__Consigne écrite 1__. Traduisez en anglais la phrase suivante, tirée de l'arrêt de Colmar : « Le 04 février 2011, M. F. déposait un dessin et modèle à l'INPI n°20110611 destiné à protéger sa niche-litière contre la contrefaçon. »
__Consigne écrite 2__. D'après l'arrêt de Colmar, quelle part du capital de la société SINDESIGN chacun des trois associés détenait-il en 2014 ?

__Texte fourni__.
____________________

CA Colmar, 1re ch. civ. A, 27 avril 2022, n° 20/00683

COLMAR

Arrêt

Confirmation

PARTIES

Défendeur :

Sindesign (SAS)

COMPOSITION DE LA JURIDICTION

Président :

Mme Panetta

Conseillers :

M. Roublot, Mme Robert-Nicoud

TJ Strasbourg, 1re ch. civ., du 21 janv.…

21 janvier 2020

FAITS PROCÉDURE PRÉTENTIONS DES PARTIES :

M. F., créateur designer et photographe a déposé dès l'année 2010 une enveloppe SOLEAU contenant les schémas de création d'une niche litière.

Le 04 février 2011, M. F. déposait un dessin et modèle à l'INPI n°20110611 destiné à protéger sa niche-litière contre la contrefaçon.

En avril 2011, M. F. a créé avec M. H., avec qui il entretenait des liens amicaux depuis 2009, la société SINDESIGN, qui avait principalement pour objet la commercialisation de cette niche litière.

En 2014, M. H., sa compagne Mme H. et M. F., détenaient chacun 33,33 % de parts du capital de la société.

Le dessin et modèle de la niche litière n'a pas été renouvelé par la société SINDESIGN de sorte qu'il est devenu obsolète en 2016 à l'issue de sa durée initiale de 5 ans.

____________________

__Données fournies__.
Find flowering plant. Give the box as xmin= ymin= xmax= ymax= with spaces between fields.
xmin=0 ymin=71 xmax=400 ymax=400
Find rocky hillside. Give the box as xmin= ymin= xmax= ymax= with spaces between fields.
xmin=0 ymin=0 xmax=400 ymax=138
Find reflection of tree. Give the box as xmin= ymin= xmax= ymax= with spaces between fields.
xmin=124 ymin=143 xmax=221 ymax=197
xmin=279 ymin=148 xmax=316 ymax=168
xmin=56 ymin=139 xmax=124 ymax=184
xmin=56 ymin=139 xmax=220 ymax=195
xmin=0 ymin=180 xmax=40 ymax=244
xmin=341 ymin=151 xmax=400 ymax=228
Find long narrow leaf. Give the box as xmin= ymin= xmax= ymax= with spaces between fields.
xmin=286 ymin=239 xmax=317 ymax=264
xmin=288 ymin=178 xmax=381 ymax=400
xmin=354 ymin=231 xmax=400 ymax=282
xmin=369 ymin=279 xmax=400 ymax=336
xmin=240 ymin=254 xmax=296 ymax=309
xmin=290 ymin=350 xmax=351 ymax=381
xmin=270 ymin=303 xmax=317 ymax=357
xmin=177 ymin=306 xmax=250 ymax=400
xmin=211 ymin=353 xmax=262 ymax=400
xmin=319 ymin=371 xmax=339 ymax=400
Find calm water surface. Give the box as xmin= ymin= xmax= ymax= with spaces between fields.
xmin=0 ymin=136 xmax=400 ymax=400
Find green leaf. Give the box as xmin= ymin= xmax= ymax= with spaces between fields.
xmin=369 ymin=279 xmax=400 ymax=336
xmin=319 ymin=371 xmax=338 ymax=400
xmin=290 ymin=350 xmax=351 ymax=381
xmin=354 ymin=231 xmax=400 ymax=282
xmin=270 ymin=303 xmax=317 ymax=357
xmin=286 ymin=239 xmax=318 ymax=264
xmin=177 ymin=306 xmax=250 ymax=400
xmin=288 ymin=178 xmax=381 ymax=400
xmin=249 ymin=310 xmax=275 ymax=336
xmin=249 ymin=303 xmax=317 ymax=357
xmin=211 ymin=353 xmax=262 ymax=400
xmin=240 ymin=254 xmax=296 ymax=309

____________________

__Réponse attendue 1__. On February 4, 2011, Mr. F. filed a design registration with the INPI, no. 20110611, intended to protect his covered litter box against counterfeiting.

__Réponse attendue 2__. En 2014, M. H., Mme H. et M. F. détenaient chacun 33,33 % des parts du capital.